## Stored records

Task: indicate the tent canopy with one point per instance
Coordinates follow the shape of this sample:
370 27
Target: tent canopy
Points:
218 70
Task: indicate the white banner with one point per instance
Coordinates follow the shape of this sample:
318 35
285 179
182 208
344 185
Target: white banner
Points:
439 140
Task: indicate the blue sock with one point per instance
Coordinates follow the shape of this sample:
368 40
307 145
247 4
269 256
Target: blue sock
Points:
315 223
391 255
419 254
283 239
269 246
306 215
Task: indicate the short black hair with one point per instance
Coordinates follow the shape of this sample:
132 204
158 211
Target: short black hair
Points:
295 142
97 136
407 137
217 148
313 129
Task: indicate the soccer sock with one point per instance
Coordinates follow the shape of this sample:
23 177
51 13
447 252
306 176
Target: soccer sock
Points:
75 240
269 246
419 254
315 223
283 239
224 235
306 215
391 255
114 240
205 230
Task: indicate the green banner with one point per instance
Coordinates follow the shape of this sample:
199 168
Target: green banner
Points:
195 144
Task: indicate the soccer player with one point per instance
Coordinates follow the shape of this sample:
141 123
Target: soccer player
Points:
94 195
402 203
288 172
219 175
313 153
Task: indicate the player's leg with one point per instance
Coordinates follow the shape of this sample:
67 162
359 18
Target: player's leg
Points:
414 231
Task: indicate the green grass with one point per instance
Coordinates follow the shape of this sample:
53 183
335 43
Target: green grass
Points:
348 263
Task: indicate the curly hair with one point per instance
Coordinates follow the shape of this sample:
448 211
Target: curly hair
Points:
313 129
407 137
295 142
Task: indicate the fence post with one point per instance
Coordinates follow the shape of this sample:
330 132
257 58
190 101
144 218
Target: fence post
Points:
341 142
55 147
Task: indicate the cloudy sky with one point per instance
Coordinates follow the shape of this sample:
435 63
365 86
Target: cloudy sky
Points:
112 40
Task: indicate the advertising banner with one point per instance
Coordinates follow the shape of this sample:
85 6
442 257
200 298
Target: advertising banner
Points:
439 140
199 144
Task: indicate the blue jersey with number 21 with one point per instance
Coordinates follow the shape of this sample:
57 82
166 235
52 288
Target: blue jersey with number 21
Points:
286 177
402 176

## WHAT YOU HAVE TO DO
All lines above that hold the string "curly" should be copied.

## SOLVED EXERCISE
Task: indicate the curly hair with one point per instance
Target: curly hair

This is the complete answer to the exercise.